Changes acceptance and polling issues

Peter Schuller peter.schuller at infidyne.com
Mon Jan 29 00:23:19 UTC 2001


[IRC and polling]
> In this case, it's a deliberate design issue.  It's certainly open for
> debate, but let me explain the reasoning.
> 
> First, using a blocking interface means adding a thread, and adding a
> thread add a lot of complexity.  This includes design work (where do the
> locks go?), complexity (implementing and using the locks), and added
> difficulty in testing  (let's run this code a million more times and try
> to make the bug appear again).  IMNSHO, many programmers severely
> underistemate what they are getting into with threads.  To contrast, the
> added complexity for polling is something like "how does my polling
> routine get invoked"; once that is worked out, the focus is on the
> function of the system.

I don't really think I agree with this. These kinds of operations are by
their very nature "multi tasking". I/O *should* be processed behind the
scenes IMO. And since the focal point of IPC is very clearly definable,
complexity isn't much of an issue. There is the queue out outgoing messages
that is shared, and there is the incoming message dispatching. Protecting
access to the output queue is trivial. For incoming messages, there's a
design issue of wheather to process messages in a separate event process or
let the calling code provide the process (or something else entirely).
◇ ◇ ◇ ◇ ◇
- **Set problem 1**:
Show each line in the listing below that contains the word "cliff".
◇ ◇ ◇ ◇ ◇
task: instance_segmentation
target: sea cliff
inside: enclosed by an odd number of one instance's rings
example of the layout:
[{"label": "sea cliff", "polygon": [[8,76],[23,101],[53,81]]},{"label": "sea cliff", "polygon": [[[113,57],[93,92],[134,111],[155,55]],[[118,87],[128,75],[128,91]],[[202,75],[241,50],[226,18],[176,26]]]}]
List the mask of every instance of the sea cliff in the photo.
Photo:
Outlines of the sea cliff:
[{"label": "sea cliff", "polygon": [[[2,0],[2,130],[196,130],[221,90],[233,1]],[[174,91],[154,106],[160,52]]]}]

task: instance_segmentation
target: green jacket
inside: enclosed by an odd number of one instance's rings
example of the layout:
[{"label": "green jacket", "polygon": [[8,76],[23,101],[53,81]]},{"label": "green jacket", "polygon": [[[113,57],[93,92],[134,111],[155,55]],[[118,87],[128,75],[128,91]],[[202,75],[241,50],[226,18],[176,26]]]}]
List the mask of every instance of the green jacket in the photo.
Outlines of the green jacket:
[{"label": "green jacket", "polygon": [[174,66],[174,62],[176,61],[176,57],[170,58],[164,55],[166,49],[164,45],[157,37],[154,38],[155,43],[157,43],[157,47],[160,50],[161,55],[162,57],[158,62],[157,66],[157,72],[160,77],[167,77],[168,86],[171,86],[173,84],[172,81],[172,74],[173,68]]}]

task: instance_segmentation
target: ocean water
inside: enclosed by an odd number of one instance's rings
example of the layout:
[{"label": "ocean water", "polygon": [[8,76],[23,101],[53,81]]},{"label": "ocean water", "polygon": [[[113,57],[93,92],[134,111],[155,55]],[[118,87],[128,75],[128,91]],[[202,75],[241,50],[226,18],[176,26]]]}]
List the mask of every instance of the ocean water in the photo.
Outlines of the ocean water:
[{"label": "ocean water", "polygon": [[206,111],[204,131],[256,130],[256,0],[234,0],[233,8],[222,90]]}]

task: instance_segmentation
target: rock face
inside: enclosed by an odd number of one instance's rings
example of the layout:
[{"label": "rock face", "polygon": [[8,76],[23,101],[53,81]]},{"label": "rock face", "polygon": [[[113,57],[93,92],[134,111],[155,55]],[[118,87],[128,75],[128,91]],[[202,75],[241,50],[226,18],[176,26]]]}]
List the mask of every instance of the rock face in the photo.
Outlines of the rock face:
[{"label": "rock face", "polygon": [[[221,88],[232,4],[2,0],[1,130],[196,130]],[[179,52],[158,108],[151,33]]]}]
◇ ◇ ◇ ◇ ◇
- **Set problem 2**:
Take the post about polling and threads from "Changes acceptance and" up to and including "explain the reasoning.", and write it out again with "design issue" replaced by "design decision".

- **Full output 1**:
target: sea cliff
[{"label": "sea cliff", "polygon": [[8,76],[23,101],[53,81]]},{"label": "sea cliff", "polygon": [[[113,57],[93,92],[134,111],[155,55]],[[118,87],[128,75],[128,91]],[[202,75],[241,50],[226,18],[176,26]]]}]
List the mask of every instance of the sea cliff in the photo.
Outlines of the sea cliff:
[{"label": "sea cliff", "polygon": [[[2,0],[2,130],[196,130],[221,90],[233,1]],[[174,91],[154,106],[160,52]]]}]

- **Full output 2**:
Changes acceptance and polling issues

Peter Schuller peter.schuller at infidyne.com
Mon Jan 29 00:23:19 UTC 2001


[IRC and polling]
> In this case, it's a deliberate design decision.  It's certainly open for
> debate, but let me explain the reasoning.